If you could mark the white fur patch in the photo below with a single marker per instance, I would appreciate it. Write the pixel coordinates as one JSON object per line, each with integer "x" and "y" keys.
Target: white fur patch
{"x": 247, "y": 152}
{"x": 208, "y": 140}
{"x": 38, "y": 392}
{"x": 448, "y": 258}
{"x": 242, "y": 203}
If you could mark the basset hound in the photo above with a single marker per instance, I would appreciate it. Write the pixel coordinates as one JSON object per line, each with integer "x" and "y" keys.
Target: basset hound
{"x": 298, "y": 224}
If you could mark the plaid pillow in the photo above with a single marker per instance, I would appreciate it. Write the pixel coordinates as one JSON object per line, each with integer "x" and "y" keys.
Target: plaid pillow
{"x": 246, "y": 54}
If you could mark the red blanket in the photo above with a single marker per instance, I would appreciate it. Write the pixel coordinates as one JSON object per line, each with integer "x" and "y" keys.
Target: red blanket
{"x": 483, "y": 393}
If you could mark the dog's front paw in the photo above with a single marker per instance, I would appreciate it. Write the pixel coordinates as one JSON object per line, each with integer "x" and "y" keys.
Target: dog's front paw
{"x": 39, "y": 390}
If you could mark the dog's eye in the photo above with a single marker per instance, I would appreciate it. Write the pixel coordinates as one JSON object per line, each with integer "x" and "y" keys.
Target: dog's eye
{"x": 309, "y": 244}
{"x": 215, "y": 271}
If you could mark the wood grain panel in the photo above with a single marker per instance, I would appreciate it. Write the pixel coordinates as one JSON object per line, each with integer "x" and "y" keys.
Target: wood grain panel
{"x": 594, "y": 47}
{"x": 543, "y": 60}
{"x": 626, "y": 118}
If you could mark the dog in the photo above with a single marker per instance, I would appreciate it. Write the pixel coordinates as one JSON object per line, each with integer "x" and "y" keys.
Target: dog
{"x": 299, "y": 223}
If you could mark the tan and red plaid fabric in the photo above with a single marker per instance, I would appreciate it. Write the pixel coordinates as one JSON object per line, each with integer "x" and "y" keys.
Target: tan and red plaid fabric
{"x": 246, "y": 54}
___
**Task statement**
Copy the whole listing above line for line, leaving every character unchanged.

**Response**
If you could mark the white fur patch in the photo below with a single marker per instance, I would appreciate it. Write the pixel coordinates as one JSON object per line, each with integer "x" and "y" keys.
Target: white fur patch
{"x": 247, "y": 152}
{"x": 208, "y": 140}
{"x": 38, "y": 392}
{"x": 448, "y": 258}
{"x": 242, "y": 203}
If you could mark the basset hound in the photo above with a single marker per instance, I would appreciate it. Write the pixel coordinates as one JSON object per line, each with integer "x" and "y" keys.
Target: basset hound
{"x": 298, "y": 224}
If you could mark the plaid pillow in the photo above with a single marker per instance, I would appreciate it. Write the pixel coordinates as one JSON object per line, each with integer "x" and "y" keys.
Target: plaid pillow
{"x": 246, "y": 54}
If you could mark the red blanket in the photo above with a single marker per instance, I would appreciate it. Write the pixel coordinates as one JSON object per line, each with integer "x" and "y" keys.
Target: red blanket
{"x": 483, "y": 393}
If you could mark the dog's front paw in the photo above with a single marker per instance, I would appreciate it. Write the pixel coordinates as one JSON object per line, each with integer "x" and "y" keys.
Target: dog's front paw
{"x": 39, "y": 390}
If you could mark the dog's eye in the photo above with a single marker per instance, I would appreciate it. Write the pixel coordinates as one JSON object per line, each with integer "x" and "y" keys.
Target: dog's eye
{"x": 309, "y": 244}
{"x": 215, "y": 271}
If you could mark the wood grain panel in the photo above with a single marker per instance, I would appreciate it. Write the pixel coordinates as one JSON object per line, each with integer "x" and "y" keys.
Target: wood grain panel
{"x": 594, "y": 47}
{"x": 543, "y": 60}
{"x": 626, "y": 118}
If you could mark the dog in the photo above with a single marker per instance, I would appreciate it. Write the pixel coordinates as one JSON object per line, each with integer "x" and "y" keys.
Target: dog
{"x": 299, "y": 223}
If you could mark the tan and red plaid fabric in the photo above with a single marker per instance, I would appreciate it. Write the pixel coordinates as one JSON object per line, each with integer "x" and "y" keys.
Target: tan and red plaid fabric
{"x": 246, "y": 54}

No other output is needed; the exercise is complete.